** Begin Document text **
In the last six years or so there has been a flurry of reports of AC corrosion on buried pipelines. Statistics are difficult to acquire, mainly because the link between AC and corrosion has not always been made. What we do know is that within the last 11 years more than 20 AC corrosion incidents have been reported in Europe with the probability that many others have gone unrecognised.

There is every likelihood the risks from AC corrosion will increase because of greater demand for electricity, with a consequent increase in the power and installation of overhead powerlines, and better coating quality on buried pipelines.

Electric shock

External corrosion on buried pipelines is caused by a current exchange between the soil and the pipe. In the case of AC corrosion the current magnitude and direction will be dependent upon the induced voltage. The induced voltage is, in its turn, due to a number of factors including the distance between the phase cables, the distance between the overhead powerlines and the pipe, the current flowing in the overhead power line and the isolation resistance of the pipeline coating.

As a rule of thumb, these characteristics are relevant for overhead lines carrying >110kV, when the distance between the overhead lines and the pipe is < 150m, and the pipe is at least 2,000m long.

Without going into detail of the method of induction it will be sufficient to say the AC is induced by the fluctuating magnetic field associated with the current flow in the overhead lines. The voltage induced is influenced by soil resistivity, pipeline coating, and pipeline wall thickness and diameter. Amongst other things the amount of current flow at a coating defect will depend on the size of the coating defect and the value of the induced voltage.
** End Document text **
** Begin Extracted data **
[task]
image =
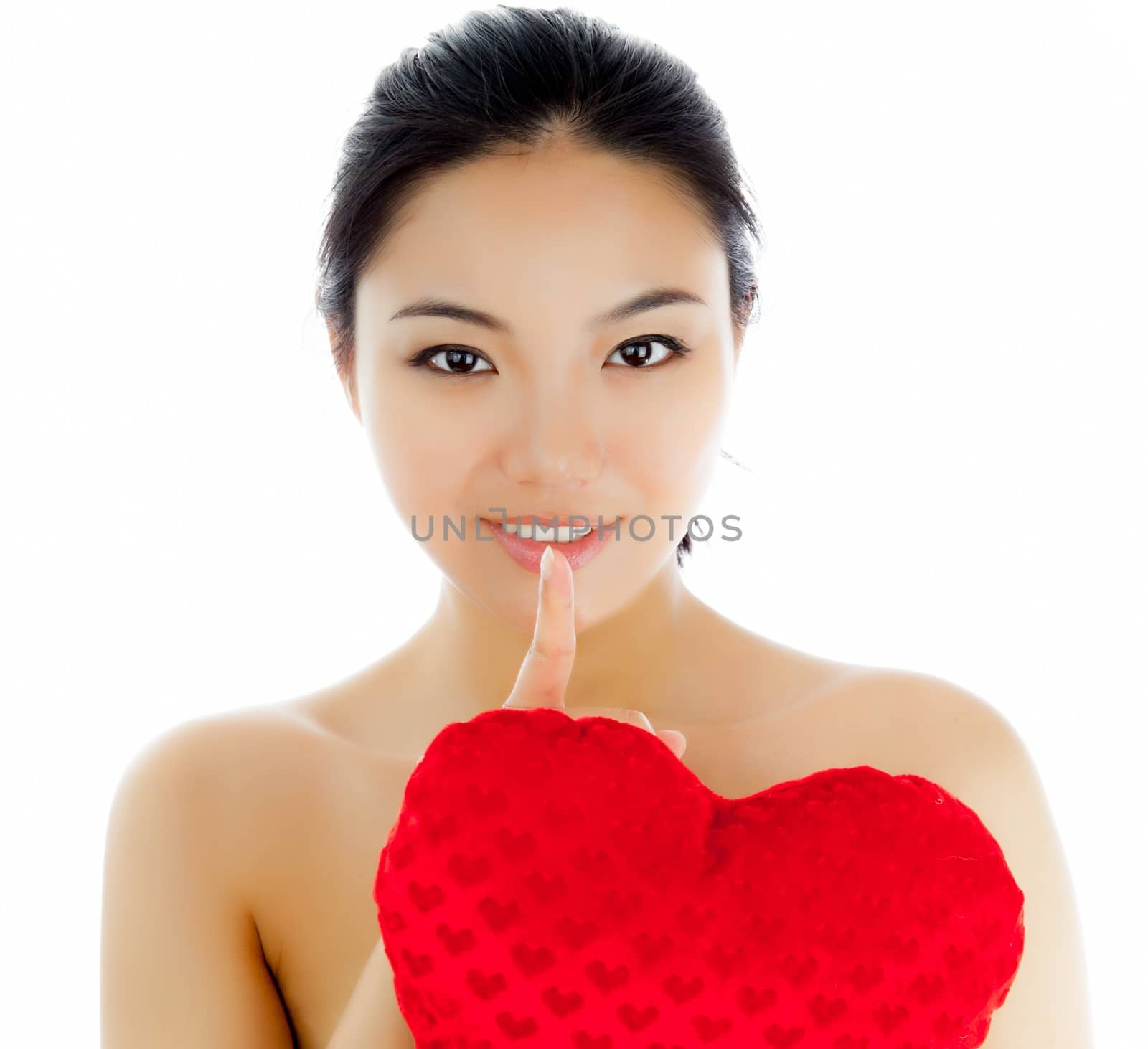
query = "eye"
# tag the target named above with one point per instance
(636, 356)
(453, 356)
(640, 361)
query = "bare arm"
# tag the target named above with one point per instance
(182, 962)
(371, 1018)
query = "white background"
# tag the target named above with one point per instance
(943, 402)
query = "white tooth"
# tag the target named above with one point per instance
(543, 534)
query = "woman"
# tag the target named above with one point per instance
(537, 277)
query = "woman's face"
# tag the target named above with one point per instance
(557, 413)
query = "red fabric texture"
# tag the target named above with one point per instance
(560, 882)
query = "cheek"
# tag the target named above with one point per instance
(666, 446)
(422, 451)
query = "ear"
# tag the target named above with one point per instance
(346, 375)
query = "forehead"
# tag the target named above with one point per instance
(562, 226)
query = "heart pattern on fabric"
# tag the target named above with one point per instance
(560, 882)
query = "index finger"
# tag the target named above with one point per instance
(545, 672)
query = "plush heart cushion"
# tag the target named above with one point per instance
(560, 882)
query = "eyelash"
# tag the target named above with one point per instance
(423, 357)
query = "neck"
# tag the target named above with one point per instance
(636, 659)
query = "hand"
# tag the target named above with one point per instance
(545, 670)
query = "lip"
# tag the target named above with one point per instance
(528, 552)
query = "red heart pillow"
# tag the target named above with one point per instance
(568, 882)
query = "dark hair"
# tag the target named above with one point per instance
(517, 75)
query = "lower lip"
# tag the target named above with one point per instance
(528, 552)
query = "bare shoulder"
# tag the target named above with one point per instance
(911, 721)
(235, 773)
(939, 730)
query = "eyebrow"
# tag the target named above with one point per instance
(650, 300)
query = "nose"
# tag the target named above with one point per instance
(557, 442)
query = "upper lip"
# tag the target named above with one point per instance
(548, 519)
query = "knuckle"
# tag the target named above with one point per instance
(549, 650)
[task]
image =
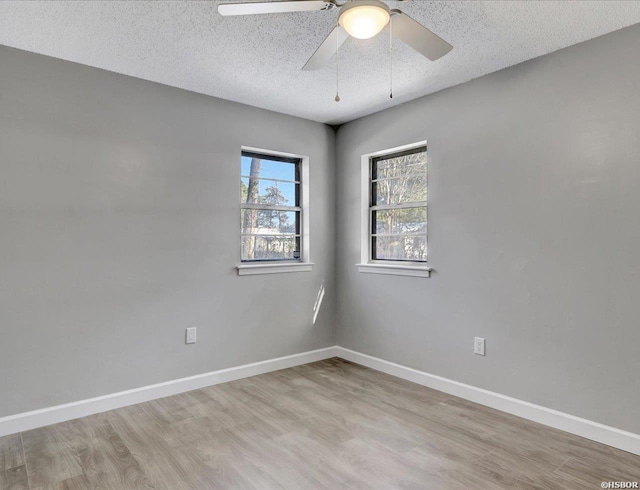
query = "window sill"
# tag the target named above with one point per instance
(271, 268)
(395, 269)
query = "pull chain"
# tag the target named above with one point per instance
(391, 58)
(337, 99)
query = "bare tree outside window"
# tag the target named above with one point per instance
(398, 207)
(270, 208)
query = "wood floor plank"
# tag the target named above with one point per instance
(325, 425)
(11, 453)
(48, 457)
(14, 479)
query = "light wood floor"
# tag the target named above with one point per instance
(330, 424)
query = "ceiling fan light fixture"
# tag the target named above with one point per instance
(364, 19)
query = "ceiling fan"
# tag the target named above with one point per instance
(362, 19)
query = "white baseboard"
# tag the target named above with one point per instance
(620, 439)
(595, 431)
(69, 411)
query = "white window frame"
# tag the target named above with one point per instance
(367, 265)
(279, 266)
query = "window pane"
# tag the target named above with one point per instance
(400, 221)
(264, 247)
(268, 169)
(269, 222)
(400, 190)
(269, 192)
(400, 247)
(414, 164)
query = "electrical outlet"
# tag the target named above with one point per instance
(478, 346)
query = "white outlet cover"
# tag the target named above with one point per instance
(479, 346)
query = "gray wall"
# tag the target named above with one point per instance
(534, 233)
(119, 227)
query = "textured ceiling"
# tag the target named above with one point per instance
(257, 59)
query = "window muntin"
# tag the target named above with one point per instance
(398, 207)
(271, 212)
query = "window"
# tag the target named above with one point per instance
(395, 211)
(270, 208)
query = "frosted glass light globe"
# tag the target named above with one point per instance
(363, 20)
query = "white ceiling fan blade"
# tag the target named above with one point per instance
(327, 49)
(273, 7)
(418, 36)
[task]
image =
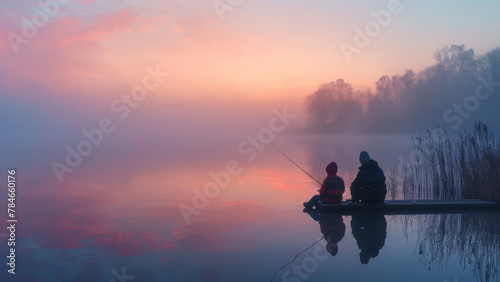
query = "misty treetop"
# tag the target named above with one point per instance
** End Extracted data **
Complete the following:
a. In the AC corrosion text, how many AC corrosion incidents have been reported in Europe within the last 11 years?
b. Continue the AC corrosion text, starting after its last sentence.

Exercise answers:
a. More than 20.

b.
A little physics will see us through some of these points;

  • a current flow will always have a magnetic field associated with it. The strength of the field is directly proportional to the magnitude of the current,
  • voltage induced into the pipeline will be related directly to the magnetic field strength and the rate of change,
  • the corrosion is irreversible. If the pipeline is subjected to an AC interference and the conditions permit corrosion to occur during one half cycle the corrosion will not ‘reverse’ during the other half cycle, corrosion will, therefore, be cumulative each half cycle,
  • at the phase boundary (metal/soil interface) there is an electrolytic double layer caused by different levels of charge on the pipe and the soil. This is, in effect, a two-plate capacitor.
  • capacitance is measured in farads and has a simple relationship with charge and voltage: C = q/V farads, where q is the charge in coulombs and V is the potential difference in volts between the soil and the pipe. The capacitance depends on the thickness, area and composition of the dielectric – in this case the coating. This capacitate effect is significant because it affects the phase angle of the induced current.
  • Corrosion occurs on buried pipelines where the current leaves the pipe. This usually occurs at an unintentional coating defect (holiday). For a circular coating defect with a diameter (d) the current density (J) may be estimated from the expression:

    J = 8(E-EN)/((pi * d * p) + (8 * rp))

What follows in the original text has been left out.